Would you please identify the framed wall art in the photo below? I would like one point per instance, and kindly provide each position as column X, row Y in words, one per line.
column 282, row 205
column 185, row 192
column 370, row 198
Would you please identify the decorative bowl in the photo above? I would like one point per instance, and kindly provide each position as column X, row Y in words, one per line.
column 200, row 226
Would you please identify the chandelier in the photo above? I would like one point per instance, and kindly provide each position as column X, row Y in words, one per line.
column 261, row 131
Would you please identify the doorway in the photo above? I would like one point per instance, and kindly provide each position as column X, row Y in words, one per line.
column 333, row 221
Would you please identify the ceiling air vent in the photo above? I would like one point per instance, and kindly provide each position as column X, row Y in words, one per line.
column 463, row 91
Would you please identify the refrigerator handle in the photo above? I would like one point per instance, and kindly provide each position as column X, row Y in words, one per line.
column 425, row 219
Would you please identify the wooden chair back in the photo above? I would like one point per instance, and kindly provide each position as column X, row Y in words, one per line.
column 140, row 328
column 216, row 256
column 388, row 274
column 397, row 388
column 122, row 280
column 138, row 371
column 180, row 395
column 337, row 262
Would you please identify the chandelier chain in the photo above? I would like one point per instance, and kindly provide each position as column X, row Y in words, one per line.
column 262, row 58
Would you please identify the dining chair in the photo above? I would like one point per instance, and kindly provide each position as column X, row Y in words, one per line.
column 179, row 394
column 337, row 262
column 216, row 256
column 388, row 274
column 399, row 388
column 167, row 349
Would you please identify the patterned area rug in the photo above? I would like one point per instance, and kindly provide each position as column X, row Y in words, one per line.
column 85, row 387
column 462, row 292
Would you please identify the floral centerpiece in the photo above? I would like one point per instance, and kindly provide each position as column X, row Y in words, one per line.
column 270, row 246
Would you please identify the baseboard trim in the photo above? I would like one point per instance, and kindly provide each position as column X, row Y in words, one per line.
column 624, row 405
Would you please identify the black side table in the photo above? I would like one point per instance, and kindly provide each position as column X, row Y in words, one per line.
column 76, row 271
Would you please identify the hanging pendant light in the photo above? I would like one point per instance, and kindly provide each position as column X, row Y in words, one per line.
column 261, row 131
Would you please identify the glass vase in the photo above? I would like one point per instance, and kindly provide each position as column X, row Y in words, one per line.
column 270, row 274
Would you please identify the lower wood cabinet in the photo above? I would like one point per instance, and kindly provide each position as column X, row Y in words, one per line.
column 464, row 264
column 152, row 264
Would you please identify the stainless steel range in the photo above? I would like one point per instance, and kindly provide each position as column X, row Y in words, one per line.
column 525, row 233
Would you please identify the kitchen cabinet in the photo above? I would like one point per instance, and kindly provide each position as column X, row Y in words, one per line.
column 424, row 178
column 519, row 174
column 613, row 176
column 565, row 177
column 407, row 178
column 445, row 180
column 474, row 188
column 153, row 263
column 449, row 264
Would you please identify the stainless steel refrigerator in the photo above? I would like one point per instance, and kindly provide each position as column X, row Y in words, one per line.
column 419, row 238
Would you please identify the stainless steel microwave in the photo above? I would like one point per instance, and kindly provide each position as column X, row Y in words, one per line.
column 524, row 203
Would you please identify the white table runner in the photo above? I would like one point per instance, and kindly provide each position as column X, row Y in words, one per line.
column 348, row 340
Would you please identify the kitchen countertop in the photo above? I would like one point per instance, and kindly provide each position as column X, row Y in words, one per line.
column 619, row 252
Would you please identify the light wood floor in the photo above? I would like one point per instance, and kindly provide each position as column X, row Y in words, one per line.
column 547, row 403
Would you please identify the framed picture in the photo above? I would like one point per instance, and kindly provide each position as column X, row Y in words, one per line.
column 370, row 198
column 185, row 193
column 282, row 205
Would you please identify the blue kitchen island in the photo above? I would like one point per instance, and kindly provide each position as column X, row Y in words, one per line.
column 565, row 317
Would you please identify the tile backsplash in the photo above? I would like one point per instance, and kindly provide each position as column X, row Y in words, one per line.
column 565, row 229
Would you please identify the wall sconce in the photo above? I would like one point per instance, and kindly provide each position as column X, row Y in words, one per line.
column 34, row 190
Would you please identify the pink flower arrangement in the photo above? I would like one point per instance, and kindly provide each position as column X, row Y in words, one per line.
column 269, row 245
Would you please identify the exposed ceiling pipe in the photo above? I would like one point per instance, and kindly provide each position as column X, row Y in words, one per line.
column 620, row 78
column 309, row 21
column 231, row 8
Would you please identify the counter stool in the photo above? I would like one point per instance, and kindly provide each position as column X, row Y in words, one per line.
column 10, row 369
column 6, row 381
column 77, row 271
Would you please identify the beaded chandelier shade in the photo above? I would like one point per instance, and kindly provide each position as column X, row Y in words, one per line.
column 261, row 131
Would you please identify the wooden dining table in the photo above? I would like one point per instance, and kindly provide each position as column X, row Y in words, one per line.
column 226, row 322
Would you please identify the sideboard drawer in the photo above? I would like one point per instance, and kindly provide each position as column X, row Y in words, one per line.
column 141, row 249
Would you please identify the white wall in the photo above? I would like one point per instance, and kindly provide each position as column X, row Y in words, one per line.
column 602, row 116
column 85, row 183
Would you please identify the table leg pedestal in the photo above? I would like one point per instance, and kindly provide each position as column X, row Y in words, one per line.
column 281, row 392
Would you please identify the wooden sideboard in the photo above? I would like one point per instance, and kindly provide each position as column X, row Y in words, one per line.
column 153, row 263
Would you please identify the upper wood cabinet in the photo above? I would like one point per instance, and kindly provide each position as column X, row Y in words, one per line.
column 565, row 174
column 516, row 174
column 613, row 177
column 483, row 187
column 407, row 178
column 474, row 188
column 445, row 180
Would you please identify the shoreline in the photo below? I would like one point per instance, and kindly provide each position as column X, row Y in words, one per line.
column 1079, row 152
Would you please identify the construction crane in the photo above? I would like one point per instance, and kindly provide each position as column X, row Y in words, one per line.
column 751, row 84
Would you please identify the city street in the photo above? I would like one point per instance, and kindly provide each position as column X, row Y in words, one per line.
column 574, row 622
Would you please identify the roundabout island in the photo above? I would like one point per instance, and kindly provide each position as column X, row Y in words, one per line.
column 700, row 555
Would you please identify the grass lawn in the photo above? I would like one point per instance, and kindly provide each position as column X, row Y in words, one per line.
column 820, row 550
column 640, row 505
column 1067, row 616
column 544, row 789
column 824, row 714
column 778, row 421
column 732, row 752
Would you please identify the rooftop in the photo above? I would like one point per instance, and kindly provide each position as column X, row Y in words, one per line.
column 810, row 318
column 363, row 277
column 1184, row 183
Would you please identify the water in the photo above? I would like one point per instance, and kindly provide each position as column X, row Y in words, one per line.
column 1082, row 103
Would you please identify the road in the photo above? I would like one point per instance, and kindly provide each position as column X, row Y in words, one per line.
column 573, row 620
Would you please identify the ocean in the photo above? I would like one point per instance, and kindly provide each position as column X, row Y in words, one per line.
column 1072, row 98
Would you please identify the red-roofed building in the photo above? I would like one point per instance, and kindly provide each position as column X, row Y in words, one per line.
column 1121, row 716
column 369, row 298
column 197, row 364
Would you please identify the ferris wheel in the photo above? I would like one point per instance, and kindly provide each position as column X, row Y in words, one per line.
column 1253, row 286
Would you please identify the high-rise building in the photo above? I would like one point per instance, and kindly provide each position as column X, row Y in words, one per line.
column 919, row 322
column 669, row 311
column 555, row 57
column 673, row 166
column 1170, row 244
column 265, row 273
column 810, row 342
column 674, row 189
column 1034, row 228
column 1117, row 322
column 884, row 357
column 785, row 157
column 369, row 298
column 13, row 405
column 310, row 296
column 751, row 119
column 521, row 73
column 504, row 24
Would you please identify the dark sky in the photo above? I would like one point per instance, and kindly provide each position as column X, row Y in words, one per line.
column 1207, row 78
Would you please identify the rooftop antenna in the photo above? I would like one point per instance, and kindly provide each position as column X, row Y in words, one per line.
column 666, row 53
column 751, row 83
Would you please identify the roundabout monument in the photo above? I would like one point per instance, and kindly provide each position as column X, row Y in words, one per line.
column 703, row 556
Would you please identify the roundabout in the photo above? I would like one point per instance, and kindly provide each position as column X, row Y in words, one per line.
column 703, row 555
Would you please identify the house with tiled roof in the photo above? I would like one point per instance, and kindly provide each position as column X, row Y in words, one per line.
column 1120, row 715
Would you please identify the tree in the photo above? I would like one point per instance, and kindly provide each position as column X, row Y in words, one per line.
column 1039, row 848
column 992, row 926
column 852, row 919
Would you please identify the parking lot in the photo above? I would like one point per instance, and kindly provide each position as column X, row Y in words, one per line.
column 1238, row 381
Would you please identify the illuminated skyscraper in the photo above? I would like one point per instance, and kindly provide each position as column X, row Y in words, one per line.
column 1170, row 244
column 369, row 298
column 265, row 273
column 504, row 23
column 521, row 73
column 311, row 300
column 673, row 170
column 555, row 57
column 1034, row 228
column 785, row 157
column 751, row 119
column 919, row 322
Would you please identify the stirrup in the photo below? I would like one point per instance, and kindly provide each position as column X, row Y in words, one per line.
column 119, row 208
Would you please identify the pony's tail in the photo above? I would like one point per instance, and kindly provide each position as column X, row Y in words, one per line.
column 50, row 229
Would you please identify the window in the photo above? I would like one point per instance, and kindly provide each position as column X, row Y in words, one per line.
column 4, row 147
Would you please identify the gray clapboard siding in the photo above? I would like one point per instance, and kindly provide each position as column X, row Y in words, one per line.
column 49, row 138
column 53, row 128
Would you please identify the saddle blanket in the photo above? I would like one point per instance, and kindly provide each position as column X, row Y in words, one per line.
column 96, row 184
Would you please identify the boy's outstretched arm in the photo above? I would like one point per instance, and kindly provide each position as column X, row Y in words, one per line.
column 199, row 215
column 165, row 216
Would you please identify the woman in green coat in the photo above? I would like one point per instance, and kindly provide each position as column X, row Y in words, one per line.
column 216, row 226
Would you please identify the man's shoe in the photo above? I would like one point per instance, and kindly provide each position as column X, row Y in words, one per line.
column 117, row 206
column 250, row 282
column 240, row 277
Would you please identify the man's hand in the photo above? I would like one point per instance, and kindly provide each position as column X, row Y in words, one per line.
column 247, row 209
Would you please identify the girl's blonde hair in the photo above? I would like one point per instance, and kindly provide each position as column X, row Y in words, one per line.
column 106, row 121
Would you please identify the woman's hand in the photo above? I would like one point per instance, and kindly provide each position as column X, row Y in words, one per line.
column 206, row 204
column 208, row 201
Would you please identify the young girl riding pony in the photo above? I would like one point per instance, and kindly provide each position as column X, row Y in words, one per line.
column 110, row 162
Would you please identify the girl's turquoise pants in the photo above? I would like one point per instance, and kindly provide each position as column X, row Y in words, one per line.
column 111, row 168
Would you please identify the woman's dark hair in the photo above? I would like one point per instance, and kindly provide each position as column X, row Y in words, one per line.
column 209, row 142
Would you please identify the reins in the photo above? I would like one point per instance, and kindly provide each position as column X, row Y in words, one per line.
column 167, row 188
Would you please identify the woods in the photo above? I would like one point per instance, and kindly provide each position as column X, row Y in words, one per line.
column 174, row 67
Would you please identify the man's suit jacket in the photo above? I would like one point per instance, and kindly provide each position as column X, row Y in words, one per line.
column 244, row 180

» **Aim of the exercise**: Starting with the line that holds "Would you please identify the woman's hand", copy every line through the end of the data above. Reproduce them exactly, with no other material.

» **Expected answer**:
Would you please identify the woman's hand in the photo above? I would like one point per instance, and kindly provide each position as column X, row Y in words, one per line.
column 206, row 204
column 208, row 201
Would you please identify the young girl riding pony in the photo above? I would like one point per instance, and kindly provide each position as column X, row Y in words, one per line.
column 110, row 162
Would you please identify the girl's turquoise pants in the photo above? I would like one point per instance, and kindly provide each position as column X, row Y in words, one per line.
column 111, row 168
Would you please identify the woman's dark hair in the photo above? I would like one point per instance, and kindly provide each position as column X, row Y in words, one per line.
column 209, row 142
Would you please identify the reins in the photo above? I would like one point per instance, and kindly provide each position as column X, row Y in words, one per line.
column 167, row 188
Would you please identify the woods in the photo above? I would like one point per instance, and kindly provide each position as column X, row Y in words, one per line.
column 174, row 67
Would you please identify the man's suit jacket in the photo above? I would like one point per instance, and kindly provide each position as column X, row Y in words, one per line.
column 244, row 180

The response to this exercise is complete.